§ EXERCISE MATERIALS:

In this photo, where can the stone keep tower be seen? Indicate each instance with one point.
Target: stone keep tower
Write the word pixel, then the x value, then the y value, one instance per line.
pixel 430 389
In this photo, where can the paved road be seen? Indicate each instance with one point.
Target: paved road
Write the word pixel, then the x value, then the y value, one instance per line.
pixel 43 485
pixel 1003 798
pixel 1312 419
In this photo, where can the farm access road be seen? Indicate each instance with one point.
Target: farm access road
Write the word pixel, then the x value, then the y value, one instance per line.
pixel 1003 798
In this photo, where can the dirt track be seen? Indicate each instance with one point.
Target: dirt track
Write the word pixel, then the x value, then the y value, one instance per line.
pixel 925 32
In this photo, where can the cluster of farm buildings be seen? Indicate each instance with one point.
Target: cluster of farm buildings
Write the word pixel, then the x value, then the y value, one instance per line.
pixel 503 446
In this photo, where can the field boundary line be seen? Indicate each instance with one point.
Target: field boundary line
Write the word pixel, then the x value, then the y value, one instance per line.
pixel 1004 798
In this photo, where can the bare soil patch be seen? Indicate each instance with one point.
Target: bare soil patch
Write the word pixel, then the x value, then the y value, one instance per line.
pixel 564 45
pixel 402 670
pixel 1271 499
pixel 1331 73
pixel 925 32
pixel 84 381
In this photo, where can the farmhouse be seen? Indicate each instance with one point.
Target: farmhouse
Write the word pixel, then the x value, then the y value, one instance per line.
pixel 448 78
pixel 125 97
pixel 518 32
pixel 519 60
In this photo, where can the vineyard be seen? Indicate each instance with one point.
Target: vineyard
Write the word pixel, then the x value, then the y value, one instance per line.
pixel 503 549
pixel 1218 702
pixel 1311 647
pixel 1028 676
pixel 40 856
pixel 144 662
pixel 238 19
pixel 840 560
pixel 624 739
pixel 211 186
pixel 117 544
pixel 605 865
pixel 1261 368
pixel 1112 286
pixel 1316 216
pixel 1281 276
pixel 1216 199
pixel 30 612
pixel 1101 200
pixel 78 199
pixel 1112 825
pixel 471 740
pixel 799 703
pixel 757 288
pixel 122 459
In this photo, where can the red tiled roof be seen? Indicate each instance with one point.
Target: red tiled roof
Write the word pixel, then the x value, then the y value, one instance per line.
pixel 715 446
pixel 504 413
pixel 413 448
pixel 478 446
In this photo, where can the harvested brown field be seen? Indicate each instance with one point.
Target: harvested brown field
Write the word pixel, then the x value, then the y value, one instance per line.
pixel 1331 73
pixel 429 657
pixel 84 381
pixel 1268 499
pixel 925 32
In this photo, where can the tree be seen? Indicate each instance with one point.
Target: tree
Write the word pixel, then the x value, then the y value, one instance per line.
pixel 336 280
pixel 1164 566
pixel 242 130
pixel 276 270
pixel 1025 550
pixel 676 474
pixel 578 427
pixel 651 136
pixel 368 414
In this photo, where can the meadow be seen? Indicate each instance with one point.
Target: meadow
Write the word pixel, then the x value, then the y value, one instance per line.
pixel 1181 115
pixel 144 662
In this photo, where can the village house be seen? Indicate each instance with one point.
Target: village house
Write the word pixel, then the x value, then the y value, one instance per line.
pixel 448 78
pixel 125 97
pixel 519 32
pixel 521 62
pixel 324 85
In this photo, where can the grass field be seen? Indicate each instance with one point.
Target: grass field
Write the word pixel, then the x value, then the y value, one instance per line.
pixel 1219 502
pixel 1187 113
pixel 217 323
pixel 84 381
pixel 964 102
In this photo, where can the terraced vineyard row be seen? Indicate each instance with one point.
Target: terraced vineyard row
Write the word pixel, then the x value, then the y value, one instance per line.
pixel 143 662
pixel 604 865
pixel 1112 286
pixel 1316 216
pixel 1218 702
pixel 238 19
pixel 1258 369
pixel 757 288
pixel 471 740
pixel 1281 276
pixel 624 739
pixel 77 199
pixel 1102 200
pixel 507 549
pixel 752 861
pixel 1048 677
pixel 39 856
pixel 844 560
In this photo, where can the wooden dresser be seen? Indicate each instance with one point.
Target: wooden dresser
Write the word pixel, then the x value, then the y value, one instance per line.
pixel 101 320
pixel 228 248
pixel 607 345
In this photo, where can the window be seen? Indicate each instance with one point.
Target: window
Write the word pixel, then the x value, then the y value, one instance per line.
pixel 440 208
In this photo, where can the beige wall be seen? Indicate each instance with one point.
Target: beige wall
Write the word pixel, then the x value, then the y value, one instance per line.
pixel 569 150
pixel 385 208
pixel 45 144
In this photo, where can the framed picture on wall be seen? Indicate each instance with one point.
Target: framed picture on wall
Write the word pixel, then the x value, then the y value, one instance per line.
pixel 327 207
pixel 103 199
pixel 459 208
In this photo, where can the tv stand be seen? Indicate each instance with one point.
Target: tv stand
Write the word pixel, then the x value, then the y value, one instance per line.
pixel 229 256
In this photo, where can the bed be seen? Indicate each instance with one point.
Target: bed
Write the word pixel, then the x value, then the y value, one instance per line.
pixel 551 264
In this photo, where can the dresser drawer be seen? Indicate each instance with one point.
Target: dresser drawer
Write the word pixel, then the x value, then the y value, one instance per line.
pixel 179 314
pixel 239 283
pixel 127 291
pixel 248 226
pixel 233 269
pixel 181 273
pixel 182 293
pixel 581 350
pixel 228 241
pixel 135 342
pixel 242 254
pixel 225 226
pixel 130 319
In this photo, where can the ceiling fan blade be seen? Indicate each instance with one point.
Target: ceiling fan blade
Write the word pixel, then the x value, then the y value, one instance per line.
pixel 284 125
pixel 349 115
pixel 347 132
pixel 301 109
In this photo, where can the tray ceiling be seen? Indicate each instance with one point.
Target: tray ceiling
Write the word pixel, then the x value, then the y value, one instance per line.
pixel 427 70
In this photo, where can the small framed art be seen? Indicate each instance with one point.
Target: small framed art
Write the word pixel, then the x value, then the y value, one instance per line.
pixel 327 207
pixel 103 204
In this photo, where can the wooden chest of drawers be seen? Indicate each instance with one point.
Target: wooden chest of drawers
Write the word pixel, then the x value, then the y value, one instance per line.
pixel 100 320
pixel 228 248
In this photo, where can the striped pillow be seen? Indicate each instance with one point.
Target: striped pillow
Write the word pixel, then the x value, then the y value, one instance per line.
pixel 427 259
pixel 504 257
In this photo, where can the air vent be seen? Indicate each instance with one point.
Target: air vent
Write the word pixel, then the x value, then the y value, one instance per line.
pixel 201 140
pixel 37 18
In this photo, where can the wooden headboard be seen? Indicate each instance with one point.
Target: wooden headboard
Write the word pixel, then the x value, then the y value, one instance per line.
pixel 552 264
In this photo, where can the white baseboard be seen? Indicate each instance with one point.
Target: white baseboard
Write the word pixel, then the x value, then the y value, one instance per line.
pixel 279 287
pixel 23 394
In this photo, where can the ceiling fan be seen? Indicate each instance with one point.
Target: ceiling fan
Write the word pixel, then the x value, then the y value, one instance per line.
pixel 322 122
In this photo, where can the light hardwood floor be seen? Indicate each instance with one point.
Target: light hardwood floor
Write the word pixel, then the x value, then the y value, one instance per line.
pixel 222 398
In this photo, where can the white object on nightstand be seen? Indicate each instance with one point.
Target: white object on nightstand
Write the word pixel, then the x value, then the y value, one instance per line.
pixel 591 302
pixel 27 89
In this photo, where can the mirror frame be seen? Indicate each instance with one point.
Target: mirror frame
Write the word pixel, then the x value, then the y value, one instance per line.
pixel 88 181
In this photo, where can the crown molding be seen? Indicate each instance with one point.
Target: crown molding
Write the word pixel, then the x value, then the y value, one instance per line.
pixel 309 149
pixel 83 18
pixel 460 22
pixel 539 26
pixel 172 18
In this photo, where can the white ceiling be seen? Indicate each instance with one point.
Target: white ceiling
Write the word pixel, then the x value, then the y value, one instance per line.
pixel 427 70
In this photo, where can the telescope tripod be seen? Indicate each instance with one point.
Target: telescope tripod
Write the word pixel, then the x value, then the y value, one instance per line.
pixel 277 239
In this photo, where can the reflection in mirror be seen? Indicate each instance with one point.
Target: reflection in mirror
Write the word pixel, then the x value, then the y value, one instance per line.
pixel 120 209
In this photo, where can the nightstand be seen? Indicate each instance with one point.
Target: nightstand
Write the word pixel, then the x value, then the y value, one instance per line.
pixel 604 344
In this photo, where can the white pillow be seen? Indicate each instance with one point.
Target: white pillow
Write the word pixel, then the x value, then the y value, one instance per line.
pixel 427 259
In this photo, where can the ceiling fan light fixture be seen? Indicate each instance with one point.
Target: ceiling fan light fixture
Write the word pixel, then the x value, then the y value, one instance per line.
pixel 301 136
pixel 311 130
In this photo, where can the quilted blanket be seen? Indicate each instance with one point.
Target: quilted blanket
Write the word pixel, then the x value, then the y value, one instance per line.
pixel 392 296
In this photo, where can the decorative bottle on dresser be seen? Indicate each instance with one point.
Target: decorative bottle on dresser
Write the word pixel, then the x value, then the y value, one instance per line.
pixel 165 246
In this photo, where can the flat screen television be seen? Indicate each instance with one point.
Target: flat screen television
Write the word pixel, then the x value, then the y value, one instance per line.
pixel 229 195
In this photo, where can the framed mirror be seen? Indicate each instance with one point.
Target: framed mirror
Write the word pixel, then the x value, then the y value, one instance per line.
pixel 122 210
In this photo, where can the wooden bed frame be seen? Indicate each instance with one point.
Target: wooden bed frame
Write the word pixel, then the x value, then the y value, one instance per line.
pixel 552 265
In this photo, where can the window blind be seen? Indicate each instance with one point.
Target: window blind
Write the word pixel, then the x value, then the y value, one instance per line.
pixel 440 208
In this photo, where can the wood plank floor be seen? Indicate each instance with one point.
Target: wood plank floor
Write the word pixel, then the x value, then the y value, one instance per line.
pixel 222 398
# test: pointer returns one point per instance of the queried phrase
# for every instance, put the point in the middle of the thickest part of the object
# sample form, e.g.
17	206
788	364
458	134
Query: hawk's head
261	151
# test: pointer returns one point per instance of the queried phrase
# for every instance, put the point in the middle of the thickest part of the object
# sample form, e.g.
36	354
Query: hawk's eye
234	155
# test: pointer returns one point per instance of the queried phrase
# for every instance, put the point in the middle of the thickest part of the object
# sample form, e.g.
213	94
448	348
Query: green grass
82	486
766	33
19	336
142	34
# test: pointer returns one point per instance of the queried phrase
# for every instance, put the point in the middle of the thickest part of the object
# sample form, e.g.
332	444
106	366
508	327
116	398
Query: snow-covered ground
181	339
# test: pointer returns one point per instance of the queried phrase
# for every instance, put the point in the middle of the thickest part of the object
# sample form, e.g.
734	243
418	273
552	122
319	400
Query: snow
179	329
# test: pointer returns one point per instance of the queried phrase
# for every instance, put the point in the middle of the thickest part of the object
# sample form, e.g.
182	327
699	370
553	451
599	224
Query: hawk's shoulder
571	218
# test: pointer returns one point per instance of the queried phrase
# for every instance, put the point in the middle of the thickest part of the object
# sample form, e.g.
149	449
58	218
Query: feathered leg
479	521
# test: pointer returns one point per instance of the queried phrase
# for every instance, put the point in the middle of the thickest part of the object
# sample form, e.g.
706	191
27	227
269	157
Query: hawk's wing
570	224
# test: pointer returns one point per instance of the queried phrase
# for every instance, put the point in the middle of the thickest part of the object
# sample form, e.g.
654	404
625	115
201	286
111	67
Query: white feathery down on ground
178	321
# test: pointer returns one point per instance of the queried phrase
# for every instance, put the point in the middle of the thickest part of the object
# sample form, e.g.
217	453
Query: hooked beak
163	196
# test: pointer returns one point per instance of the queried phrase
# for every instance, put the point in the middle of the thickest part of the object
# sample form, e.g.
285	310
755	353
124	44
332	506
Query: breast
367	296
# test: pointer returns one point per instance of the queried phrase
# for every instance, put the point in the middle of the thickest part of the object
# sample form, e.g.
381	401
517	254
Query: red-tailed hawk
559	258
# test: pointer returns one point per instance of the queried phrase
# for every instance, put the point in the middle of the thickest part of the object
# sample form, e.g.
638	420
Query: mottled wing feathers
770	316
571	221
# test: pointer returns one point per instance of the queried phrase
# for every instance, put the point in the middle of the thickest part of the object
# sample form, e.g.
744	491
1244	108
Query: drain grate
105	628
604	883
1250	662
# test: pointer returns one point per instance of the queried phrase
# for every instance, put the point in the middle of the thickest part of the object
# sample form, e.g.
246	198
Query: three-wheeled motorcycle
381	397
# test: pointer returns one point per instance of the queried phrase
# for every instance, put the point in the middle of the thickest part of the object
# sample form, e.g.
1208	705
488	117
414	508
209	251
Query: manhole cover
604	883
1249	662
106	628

§ WORK ORDER: From the data above, count the lines where "headboard" occurs and give that figure and nothing else.

§ REPLY: 2